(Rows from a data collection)
%%

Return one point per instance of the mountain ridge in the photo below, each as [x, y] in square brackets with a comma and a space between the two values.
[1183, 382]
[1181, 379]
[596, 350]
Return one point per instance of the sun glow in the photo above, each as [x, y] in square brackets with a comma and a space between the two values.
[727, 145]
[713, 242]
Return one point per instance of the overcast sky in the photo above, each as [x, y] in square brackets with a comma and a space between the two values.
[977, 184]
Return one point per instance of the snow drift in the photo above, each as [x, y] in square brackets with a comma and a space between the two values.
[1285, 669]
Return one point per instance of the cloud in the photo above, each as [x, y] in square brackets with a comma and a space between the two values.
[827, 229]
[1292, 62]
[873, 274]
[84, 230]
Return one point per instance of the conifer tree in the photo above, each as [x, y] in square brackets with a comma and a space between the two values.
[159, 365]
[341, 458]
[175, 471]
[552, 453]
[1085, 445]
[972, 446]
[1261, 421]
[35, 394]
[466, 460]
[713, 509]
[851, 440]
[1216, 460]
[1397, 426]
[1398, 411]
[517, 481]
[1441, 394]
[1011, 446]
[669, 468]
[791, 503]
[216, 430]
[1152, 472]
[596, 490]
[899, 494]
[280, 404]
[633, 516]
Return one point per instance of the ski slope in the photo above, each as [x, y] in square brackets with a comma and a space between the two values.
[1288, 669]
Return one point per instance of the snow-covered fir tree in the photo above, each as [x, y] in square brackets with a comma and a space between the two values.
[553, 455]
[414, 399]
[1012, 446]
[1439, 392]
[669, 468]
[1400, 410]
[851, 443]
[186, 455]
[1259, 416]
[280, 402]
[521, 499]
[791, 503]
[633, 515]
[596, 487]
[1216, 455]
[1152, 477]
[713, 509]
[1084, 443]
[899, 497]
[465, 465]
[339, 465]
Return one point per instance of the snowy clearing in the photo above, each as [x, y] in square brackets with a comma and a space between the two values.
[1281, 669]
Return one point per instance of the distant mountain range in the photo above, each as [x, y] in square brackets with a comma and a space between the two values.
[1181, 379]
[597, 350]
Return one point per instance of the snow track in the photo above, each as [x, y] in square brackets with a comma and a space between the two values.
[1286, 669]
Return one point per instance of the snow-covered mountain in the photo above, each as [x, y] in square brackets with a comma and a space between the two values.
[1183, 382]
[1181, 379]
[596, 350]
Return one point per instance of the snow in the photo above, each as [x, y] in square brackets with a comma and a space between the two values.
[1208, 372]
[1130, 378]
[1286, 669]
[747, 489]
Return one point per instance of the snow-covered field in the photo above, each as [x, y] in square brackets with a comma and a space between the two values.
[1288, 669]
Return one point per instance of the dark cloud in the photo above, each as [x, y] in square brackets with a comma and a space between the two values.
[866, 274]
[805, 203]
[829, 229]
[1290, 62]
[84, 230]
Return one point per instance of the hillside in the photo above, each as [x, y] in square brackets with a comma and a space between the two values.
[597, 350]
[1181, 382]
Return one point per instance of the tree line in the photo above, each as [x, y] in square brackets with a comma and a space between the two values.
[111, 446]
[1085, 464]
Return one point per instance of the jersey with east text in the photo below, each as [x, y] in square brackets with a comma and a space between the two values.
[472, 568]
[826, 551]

%%

→ What you should do
Reproduce every row above verbatim, in its original order.

→ Expected answer
Return one point per instance of the mountain ridge in the photo below, each as [x, y] in square brackets with a comma and a space between the two values.
[1183, 382]
[1181, 379]
[596, 350]
Return one point per instance of the sun glow in the photo above, each as [x, y] in square brackets with a comma and a space between the two values.
[727, 145]
[713, 242]
Return one point per instance of the overcast sky in the photo above, each as [x, y] in square brackets with a comma and a space between the two values.
[977, 184]
Return one point per instance of the snow drift in the photo above, each as [x, y] in square brackets with a comma and a space between the two values.
[1285, 669]
Return one point per instance of the cloud in the photo above, each as [x, y] in square brackets with a comma and a space between the two values.
[827, 229]
[1292, 62]
[873, 274]
[84, 230]
Return one point per instance of the conifer tree in the photo above, each as [x, y] in square brackets with a comma and a space between the two values.
[159, 365]
[341, 458]
[175, 471]
[552, 453]
[1085, 445]
[972, 446]
[1261, 421]
[35, 394]
[466, 460]
[713, 509]
[851, 440]
[1216, 460]
[1397, 426]
[1398, 411]
[517, 481]
[1441, 394]
[1011, 446]
[669, 468]
[791, 503]
[216, 430]
[1152, 472]
[596, 490]
[899, 494]
[280, 404]
[633, 516]
Return one point per instance of the ski slope in the photo above, each as [x, y] in square brackets with a comma and a space between the two values.
[1288, 669]
Return one point per instance of the snow-covered fir tree in the photo above, each as [x, y] in square brackets with a comma and a space between the two values.
[553, 455]
[414, 399]
[1012, 446]
[1439, 392]
[669, 468]
[1400, 410]
[851, 443]
[186, 455]
[1259, 416]
[280, 402]
[521, 499]
[791, 503]
[633, 515]
[596, 487]
[1216, 455]
[1152, 477]
[713, 509]
[1084, 443]
[899, 497]
[465, 465]
[339, 465]
Return one point per instance of the snowy clearing in the photo above, each as [x, y] in square brackets with a comma and a space between the two values.
[1281, 669]
Return one point per instance of the distant mountain range in the photo above, each as [x, y] in square brackets with a comma and a space between the two values.
[1181, 379]
[597, 350]
Return one point per instance of the snow track in the photo above, each as [x, y] in square brackets with a comma and a space between the two values.
[1286, 669]
Return one point per instance of the snow-covered mountain in the photo above, each as [x, y] in square brackets with a comma and a space between the two values.
[1183, 382]
[1181, 379]
[596, 350]
Return one point per instance of the snow in the photo above, each as [x, y] in square brackets with a comma and a space between the two values.
[1208, 372]
[1130, 378]
[1286, 669]
[747, 489]
Return one point per instance of the snow-covered field in the photo above, each as [x, y] in square brackets with a comma and a space between the two values.
[1288, 669]
Return one point per instance of the dark cloud in the photo above, each as [x, y] in square brackets with a comma and a space between the two values.
[866, 274]
[805, 203]
[829, 229]
[1290, 62]
[84, 230]
Return one point per instance of the hillside in the photo above, each as [x, y] in square brackets with a comma and a space between the two values.
[597, 350]
[1181, 382]
Return one point per instance of the tree line in the photo above, each as [x, y] in square brackets with a comma and a space between the two values.
[111, 446]
[1085, 464]
Return one point per instance of the jersey with east text in the photo below, each as [x, y] in square brackets with a comma and a space between the two values.
[472, 568]
[826, 551]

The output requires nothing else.